TASK A:
Using the passage on the Carleton Hotel, answer the following:
(i) Whose home was the hotel originally?
(ii) How many guest rooms does the hotel have?
(iii) What is the range of nightly rates?
TASK B:
Extract verbatim the portion of the passage on the Carleton Hotel that runs from "The Carleton Hotel" up to and including "to go home!".

-- EXCERPT PROVIDED follows --

The Carleton Hotel was originally the home of Richard Buckeley, a military man and administrative assistant to Governor Cornwallis. The house was built in the late 1700s, supposedly from stone that had been moved from the recently seized Fortress Louisbourg. In the early 1900s, the house and a few neighbouring buildings were covered in stucco and became the large Spanish Mission style building we know today. The hotel has 100 guest rooms and 30 private bathrooms for its visitors, and with rates from $2.50-$5 a night ,it’s hard to go wrong. Your stay is nothing short of fine. You almost wish you didn’t have to go home!

-- EXCERPT PROVIDED concluded --
-- THE DATA follows --

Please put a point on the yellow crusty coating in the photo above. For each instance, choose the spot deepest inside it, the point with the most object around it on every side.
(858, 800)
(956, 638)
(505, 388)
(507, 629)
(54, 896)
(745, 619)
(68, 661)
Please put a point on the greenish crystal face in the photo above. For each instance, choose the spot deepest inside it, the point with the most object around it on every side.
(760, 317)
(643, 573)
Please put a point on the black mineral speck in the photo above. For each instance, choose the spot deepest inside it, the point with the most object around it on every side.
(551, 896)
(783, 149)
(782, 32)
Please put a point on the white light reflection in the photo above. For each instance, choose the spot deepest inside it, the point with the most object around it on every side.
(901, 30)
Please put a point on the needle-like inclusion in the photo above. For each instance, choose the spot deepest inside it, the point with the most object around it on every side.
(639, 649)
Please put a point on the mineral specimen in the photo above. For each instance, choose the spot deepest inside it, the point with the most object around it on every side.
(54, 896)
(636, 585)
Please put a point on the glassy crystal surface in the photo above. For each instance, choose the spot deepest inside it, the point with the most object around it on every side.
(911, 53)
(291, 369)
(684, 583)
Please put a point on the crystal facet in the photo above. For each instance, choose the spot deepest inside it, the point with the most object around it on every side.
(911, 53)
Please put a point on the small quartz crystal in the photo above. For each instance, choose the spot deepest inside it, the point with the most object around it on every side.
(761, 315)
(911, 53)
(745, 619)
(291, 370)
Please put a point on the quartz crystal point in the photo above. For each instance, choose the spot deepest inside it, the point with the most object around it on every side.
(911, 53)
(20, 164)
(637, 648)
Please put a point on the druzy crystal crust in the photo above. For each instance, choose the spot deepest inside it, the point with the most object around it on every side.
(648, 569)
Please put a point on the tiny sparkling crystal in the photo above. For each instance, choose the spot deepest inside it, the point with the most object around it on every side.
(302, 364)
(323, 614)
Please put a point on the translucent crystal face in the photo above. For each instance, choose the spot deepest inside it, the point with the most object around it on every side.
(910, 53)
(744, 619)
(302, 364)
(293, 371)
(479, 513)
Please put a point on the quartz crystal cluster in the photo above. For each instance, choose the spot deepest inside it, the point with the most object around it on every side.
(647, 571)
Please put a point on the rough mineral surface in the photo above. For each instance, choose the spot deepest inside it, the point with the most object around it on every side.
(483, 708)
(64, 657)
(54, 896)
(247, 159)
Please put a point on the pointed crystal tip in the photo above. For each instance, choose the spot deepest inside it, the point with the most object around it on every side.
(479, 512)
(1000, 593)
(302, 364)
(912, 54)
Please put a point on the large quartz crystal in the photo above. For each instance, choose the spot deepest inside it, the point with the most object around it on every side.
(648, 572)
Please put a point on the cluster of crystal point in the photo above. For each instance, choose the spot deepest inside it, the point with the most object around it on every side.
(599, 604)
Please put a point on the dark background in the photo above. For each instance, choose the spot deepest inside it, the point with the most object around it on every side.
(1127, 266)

-- THE DATA concluded --
-- THE DATA follows --

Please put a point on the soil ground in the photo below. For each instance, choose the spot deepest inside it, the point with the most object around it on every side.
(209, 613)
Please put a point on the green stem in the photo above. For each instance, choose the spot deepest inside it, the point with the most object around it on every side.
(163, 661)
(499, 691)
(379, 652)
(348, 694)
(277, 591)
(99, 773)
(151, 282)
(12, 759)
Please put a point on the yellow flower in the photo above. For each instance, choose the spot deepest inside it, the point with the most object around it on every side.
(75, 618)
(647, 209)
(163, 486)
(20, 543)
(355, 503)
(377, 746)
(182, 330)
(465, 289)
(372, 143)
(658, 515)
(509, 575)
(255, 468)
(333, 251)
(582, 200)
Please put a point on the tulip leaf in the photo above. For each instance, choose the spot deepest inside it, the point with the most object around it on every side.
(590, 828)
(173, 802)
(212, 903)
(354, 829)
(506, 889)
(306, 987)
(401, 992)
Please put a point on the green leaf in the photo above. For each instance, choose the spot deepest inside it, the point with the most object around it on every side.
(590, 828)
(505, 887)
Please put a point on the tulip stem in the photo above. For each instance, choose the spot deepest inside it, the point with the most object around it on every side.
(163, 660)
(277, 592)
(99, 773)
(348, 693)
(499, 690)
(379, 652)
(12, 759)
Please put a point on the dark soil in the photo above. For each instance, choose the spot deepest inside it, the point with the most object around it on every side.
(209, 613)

-- THE DATA concluded --

RESPONSE A:
(i) Richard Buckeley
(ii) 100
(iii) $2.50-$5 a night

RESPONSE B:
The Carleton Hotel was originally the home of Richard Buckeley, a military man and administrative assistant to Governor Cornwallis. The house was built in the late 1700s, supposedly from stone that had been moved from the recently seized Fortress Louisbourg. In the early 1900s, the house and a few neighbouring buildings were covered in stucco and became the large Spanish Mission style building we know today. The hotel has 100 guest rooms and 30 private bathrooms for its visitors, and with rates from $2.50-$5 a night ,it’s hard to go wrong. Your stay is nothing short of fine. You almost wish you didn’t have to go home!